Directions: In the text on Marx's class theory, why is the state no longer needed once communism is in place?

Marx believed that any changes in a society's class structure could be realized only by a revolutionary movement that would strip capitalists of control of the means of production. To arrive at this position, the workers or proletariat class first must become aware of their common sociopolitical and economic interests and commit to a struggle with the capitalist class to protect and enhance their interests. Marx states, "the proletariat not only increases in number; it becomes concentrated in greater masses, its strength grows, and it feels that strength more" (Marx & Engels, as cited in Shapiro, 2005, p. 41). Thus, Marx felt the workers' transformation into a political group would lead to a revolutionary confrontation with the bourgeoisie (Marger, 2008). In other words, the workers achieve class consciousness and possess a readiness to liberate themselves into "the class that holds the future in its hands." Eventually, according to Marx, class conflict gives rise to social transformation, resulting in a new type of production and thus, creating a new ruling class. This conflict leads to the proletarian movement characterized by the demise of capitalism and the emergence of socialism in which the workers control the means of production, and ultimately, a communist and classless society emerges.

Though it is largely speculative based on interpretations of Marx's writings, the nature of society following the revolutionary movement that Marx envisioned is characterized by a transitional period of socialism in which the workers control the means of production, resulting in a shift of power to a proletarian state. Only with the complete elimination of classes would communism emerge. With communism in place, there is then no need for the state because there are no class interests to protect (Marger, 2008). Therefore, it is the class conflict between capitalists and proletariat that provides the momentum toward the demise of capitalism and emergence of socialism, followed by communism. As Marger (2008) points out, however, Marx was uncertain about the nature of the revolutionary struggle between the classes; though he did conceive that worker exploitation and rapid industrialization would eventually drive the revolutionary movement. In the end, "Marx devoted very little energy to elaborating a real theory of the destination itself…" (Burawoy &Wright, 2002, p. 462).

Applications

It has been argued that the course of capitalism in modern times does not support the central claims of Marx's theory because there is little evidence to uphold Marx's view of an inevitable tendency for classes to become organized as political groups around their own class interests: "Instead of becoming simplified and more polarized, class structures in capitalist societies are becoming more complex and differentiated" (Burawoy &Wright, 2002, p. 467). The concept of class, however, remains central to Marxian theory as it is applied to the United States and elsewhere.

Provided information:
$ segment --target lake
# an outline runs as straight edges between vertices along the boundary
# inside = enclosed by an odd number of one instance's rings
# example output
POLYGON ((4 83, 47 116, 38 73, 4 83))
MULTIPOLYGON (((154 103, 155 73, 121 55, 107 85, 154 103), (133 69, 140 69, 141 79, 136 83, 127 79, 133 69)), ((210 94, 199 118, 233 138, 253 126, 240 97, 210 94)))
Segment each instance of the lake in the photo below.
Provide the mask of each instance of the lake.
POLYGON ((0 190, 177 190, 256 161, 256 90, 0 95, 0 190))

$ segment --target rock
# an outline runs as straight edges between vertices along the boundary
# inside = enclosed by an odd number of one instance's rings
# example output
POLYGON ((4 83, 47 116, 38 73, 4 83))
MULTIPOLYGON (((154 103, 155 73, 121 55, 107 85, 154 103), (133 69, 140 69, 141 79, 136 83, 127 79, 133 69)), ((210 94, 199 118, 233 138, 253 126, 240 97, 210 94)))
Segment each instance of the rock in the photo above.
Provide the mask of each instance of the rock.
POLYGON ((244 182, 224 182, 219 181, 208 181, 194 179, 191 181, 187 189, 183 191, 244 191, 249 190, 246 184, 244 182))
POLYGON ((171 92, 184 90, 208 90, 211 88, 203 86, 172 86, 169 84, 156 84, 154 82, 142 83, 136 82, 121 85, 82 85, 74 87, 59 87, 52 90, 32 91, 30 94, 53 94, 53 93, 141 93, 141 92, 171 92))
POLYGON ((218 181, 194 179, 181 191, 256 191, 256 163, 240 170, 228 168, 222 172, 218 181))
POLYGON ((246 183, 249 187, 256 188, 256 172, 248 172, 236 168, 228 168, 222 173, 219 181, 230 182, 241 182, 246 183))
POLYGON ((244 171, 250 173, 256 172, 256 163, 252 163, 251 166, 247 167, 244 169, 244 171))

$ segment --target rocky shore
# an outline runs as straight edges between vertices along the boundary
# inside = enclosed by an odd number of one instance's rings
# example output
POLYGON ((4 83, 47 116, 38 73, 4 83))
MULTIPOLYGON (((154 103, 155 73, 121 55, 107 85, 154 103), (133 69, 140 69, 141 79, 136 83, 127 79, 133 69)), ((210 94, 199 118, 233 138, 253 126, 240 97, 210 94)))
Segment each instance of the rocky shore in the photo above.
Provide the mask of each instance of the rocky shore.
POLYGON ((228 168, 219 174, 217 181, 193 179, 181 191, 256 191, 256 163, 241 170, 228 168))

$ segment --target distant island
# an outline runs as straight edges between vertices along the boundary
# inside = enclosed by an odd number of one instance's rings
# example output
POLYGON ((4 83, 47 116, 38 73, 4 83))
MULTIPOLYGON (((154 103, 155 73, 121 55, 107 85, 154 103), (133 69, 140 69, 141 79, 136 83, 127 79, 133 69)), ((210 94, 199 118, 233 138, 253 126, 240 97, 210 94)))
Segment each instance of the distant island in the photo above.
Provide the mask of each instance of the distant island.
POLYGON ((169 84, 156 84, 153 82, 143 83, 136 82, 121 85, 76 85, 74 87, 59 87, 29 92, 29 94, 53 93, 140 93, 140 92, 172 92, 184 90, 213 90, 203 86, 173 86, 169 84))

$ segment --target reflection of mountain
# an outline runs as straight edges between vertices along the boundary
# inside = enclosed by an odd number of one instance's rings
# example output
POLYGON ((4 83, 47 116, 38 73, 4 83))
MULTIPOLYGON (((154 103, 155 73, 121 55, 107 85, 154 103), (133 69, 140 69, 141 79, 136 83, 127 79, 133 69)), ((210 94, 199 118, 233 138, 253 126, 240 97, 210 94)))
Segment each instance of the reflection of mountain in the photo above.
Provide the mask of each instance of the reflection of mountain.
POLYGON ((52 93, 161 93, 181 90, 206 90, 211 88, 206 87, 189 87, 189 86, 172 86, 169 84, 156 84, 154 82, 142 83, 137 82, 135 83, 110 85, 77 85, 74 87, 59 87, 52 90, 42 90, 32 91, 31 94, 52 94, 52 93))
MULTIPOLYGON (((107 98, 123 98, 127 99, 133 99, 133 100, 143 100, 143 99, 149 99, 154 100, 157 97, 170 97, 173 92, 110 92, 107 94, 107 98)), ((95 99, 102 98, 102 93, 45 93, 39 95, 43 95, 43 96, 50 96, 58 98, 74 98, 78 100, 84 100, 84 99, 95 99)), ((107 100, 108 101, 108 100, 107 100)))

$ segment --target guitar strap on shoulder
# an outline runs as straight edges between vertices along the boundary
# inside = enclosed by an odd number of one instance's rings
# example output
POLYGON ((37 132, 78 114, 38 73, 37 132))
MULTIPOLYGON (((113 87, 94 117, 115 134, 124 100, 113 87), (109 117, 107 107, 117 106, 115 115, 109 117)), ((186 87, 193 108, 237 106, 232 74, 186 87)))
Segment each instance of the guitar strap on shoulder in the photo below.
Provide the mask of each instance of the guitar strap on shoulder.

Completed task: Because there are no class interests left to protect.